_Aangeleverde tekst_.
------------------------------------------------

De ABU cao is van toepassing op ondernemingen waarvan de uitzendloonsom ten minste 50% van het totale premieplichtig loon op jaarbasis van die uitzendonderneming bedraagt. Als er meerdere activiteiten in een rechtspersoon zijn ondergebracht, is dit een bepaling die consequenties kan hebben. De uitzendonderneming die niet minimaal voor 50% aan uitzenden doet, naast deze andere type activiteiten, valt niet onder de ABU-cao.
Daarnaast kan het zo zijn dat de werkzaamheden van de uitzendkrachten onder een andere sector-cao vallen. Wanneer niet aan de vijf cumulatieve vereisten uit artikel 1 lid 4 wordt voldaan, valt de uitzendonderneming onder die andere sector cao.
Betekent dit dat een onderneming die niet onder de cao valt, geen lid kan zijn of worden van de ABU? Nee, dat betekent het niet! Het betekent wel dat de onderneming geen gebruik kan maken van de flexibelere bepalingen rondom de rechtspositie en de beloning, maar dat zij onder het reguliere arbeidsrecht voor uitzenders vallen (Burgerlijk Wetboek en Waadi). En waarschijnlijk staan er over deze onderwerpen een bepaling in de cao waar de onderneming wel onder valt.
Bij de controles voor het ABU-keurmerk zal een onderneming die onder de werkingssfeer van een andere cao getoetst worden op dezelfde onderwerpen als ABU-leden die wel onder de ABU-cao vallen. Alleen wordt dan beoordeeld of dezelfdeĀ bepalingen uit de betreffende sector juist worden toegepast.

------------------------------------------------

_Geselecteerde gegevens_.

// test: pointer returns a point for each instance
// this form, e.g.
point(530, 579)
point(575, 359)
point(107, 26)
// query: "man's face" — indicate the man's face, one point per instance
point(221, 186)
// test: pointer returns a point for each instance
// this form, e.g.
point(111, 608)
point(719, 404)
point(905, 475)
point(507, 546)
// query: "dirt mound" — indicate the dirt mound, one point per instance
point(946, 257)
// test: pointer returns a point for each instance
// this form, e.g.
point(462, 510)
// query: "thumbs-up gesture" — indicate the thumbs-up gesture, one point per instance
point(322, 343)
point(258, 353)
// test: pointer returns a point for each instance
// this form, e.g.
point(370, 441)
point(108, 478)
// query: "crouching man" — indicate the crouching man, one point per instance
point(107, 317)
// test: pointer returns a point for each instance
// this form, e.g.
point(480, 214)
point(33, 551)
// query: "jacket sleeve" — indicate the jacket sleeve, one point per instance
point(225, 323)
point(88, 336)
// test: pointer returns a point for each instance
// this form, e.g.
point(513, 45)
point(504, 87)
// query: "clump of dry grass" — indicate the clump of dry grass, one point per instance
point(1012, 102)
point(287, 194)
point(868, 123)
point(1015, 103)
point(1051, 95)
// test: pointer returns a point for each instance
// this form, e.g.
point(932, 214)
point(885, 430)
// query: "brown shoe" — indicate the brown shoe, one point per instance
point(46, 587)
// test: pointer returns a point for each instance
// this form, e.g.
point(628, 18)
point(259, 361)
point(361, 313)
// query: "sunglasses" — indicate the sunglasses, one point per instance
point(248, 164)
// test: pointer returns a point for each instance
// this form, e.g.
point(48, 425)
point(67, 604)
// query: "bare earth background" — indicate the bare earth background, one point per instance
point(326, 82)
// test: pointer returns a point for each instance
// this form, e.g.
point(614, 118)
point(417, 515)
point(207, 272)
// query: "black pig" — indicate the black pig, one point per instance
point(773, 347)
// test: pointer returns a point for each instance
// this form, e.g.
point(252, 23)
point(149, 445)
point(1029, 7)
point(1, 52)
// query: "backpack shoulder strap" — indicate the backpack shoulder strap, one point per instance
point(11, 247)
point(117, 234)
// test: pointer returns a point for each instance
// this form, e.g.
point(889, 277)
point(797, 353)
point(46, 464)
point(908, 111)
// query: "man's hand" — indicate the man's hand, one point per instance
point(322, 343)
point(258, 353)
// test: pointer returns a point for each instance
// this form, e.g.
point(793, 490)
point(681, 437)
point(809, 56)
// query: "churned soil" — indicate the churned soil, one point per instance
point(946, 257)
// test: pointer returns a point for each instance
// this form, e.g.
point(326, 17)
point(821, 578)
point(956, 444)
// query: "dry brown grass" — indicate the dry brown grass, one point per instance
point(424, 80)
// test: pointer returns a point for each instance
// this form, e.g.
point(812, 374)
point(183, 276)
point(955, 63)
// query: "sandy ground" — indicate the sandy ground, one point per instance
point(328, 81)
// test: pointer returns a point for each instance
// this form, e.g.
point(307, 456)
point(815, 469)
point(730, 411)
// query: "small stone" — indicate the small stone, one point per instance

------------------------------------------------

_Opdrachten_.
1. Beantwoord deze vragen aan de hand van de tekst over de ABU-cao:
(a) Hoeveel procent van het totale premieplichtig loon op jaarbasis moet de uitzendloonsom minimaal bedragen?
(b) Onder welke cao valt de uitzendonderneming als niet aan de vijf cumulatieve vereisten uit artikel 1 lid 4 wordt voldaan?
(c) Welke twee wetten worden tussen haakjes genoemd bij het reguliere arbeidsrecht voor uitzenders?
2. Schrijf een vervolg op de tekst over de ABU-cao, te beginnen na de laatste zin.
De regels komen uit een andere bron dan de tekst over de ABU-cao.

_Antwoorden per opdracht_.
1.
(a) Ten minste 50%.
(b) Onder de andere sector-cao.
(c) Het Burgerlijk Wetboek en de Waadi.

2.
En als de onderneming toch de ABU-cao wil toepassen zijn er twee mogelijkheden. In de eerste plaats zorgen dat meer dan 50% in de rechtspersoon bestaat uit uitzenden. Als dat lastig wordt, is een wat ingrijpendere oplossing nodig. Dan kunnen de uitzendactiviteiten het beste in een aparte BV worden ondergebracht. Die BV doet voor 100% aan uitzenden en valt daarmee binnen de werkingssfeer van de ABU-cao.
Valt de onderneming onder de andere sector-cao, dan kan de onderneming een poging doen de activiteiten zo aan te passen dat wel aan de vijf cumulatieve vereisten wordt voldaan.
In ieder geval kan een uitzender wel lid worden of zijn van de ABU, terwijl ze de ABU-cao niet (mogen) toepassen. ABU-lidmaatschap betekent niet dat de cao van toepassing is!